### Task instructions
Put the lines from the one with "query | brown fedora hat" to the one with "<point>40,14</point>" into a numbered list, skipping blank lines and including nothing outside that span.

Image location labeling entries
■ ■ ■ ■ ■

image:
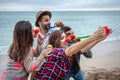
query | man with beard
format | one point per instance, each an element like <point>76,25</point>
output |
<point>43,22</point>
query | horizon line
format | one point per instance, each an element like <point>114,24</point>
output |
<point>88,9</point>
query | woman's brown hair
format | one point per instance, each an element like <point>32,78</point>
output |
<point>55,38</point>
<point>22,41</point>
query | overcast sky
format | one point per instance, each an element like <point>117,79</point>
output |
<point>35,5</point>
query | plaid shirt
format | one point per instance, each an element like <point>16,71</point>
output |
<point>56,67</point>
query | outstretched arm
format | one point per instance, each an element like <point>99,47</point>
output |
<point>98,36</point>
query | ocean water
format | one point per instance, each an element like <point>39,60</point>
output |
<point>82,23</point>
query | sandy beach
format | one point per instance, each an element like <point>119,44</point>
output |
<point>104,65</point>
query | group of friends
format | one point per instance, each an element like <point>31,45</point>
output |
<point>28,52</point>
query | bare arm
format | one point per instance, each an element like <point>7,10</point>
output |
<point>98,35</point>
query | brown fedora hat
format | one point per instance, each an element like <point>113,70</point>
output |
<point>40,14</point>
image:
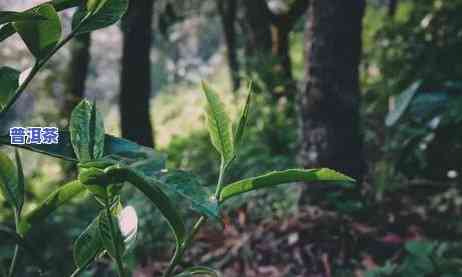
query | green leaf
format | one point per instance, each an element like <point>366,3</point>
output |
<point>187,185</point>
<point>97,14</point>
<point>8,235</point>
<point>200,271</point>
<point>110,235</point>
<point>402,102</point>
<point>127,152</point>
<point>7,30</point>
<point>87,131</point>
<point>150,188</point>
<point>9,82</point>
<point>56,199</point>
<point>9,187</point>
<point>219,125</point>
<point>9,16</point>
<point>41,36</point>
<point>282,177</point>
<point>243,119</point>
<point>88,245</point>
<point>128,225</point>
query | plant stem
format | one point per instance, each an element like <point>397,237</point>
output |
<point>16,247</point>
<point>118,258</point>
<point>179,252</point>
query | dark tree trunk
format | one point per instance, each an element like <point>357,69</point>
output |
<point>258,21</point>
<point>329,104</point>
<point>77,74</point>
<point>392,6</point>
<point>282,64</point>
<point>136,73</point>
<point>227,10</point>
<point>267,45</point>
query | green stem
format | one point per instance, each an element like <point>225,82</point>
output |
<point>180,250</point>
<point>14,261</point>
<point>118,258</point>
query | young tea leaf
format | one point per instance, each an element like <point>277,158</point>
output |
<point>128,225</point>
<point>218,124</point>
<point>186,185</point>
<point>88,245</point>
<point>9,82</point>
<point>87,131</point>
<point>150,188</point>
<point>8,30</point>
<point>282,177</point>
<point>9,186</point>
<point>9,16</point>
<point>243,119</point>
<point>43,35</point>
<point>56,199</point>
<point>97,14</point>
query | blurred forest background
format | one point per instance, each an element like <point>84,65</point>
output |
<point>370,88</point>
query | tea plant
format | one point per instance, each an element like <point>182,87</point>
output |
<point>107,164</point>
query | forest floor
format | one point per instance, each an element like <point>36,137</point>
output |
<point>319,243</point>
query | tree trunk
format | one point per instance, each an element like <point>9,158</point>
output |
<point>267,45</point>
<point>77,74</point>
<point>329,104</point>
<point>136,73</point>
<point>227,10</point>
<point>258,41</point>
<point>392,6</point>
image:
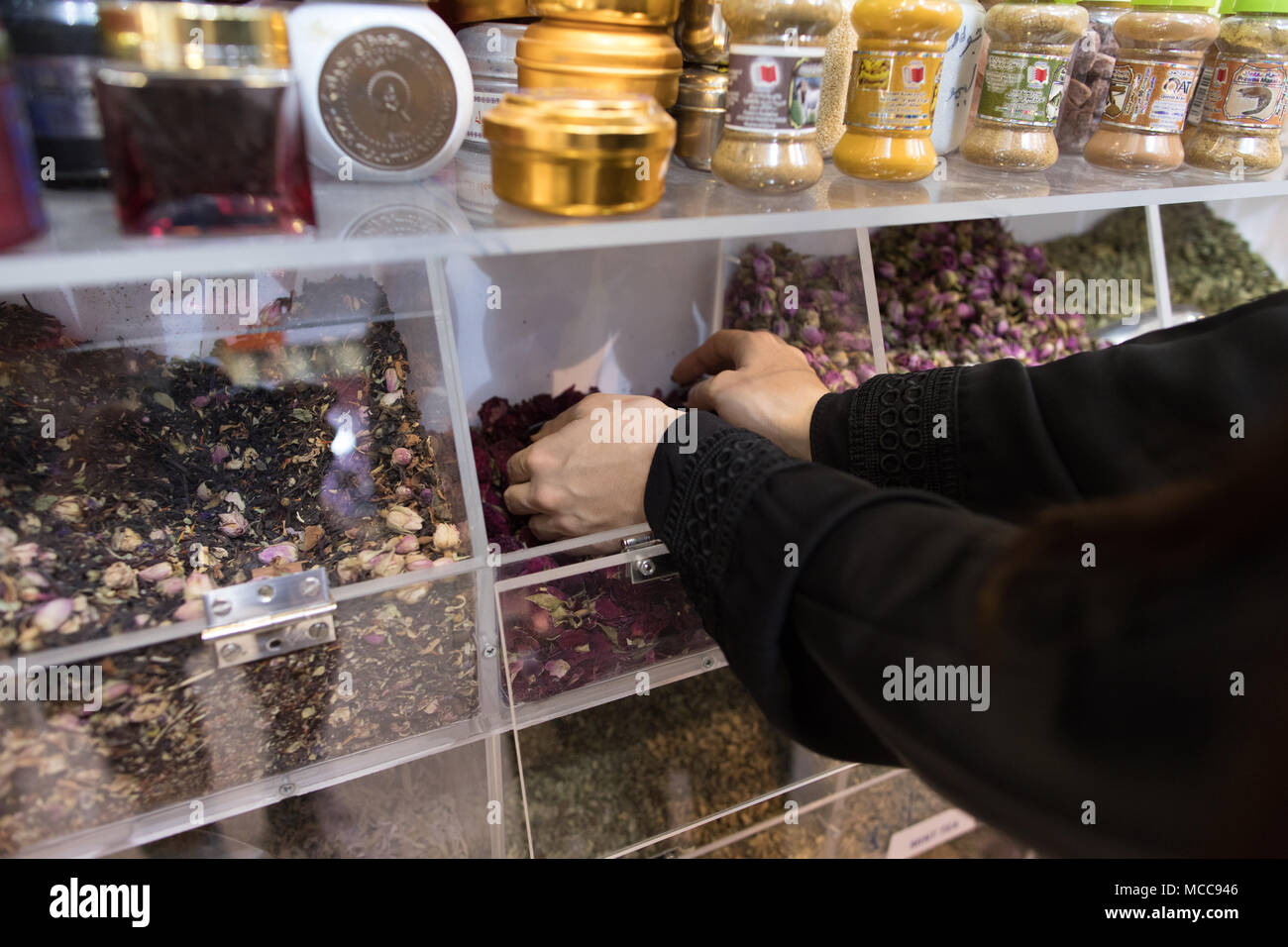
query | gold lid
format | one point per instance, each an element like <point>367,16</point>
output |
<point>567,120</point>
<point>178,37</point>
<point>619,12</point>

■ ■ ■ ■ ■

### Task response
1. query | brown fedora hat
2. format | one point per instance, each an element like <point>113,70</point>
3. output |
4. <point>40,14</point>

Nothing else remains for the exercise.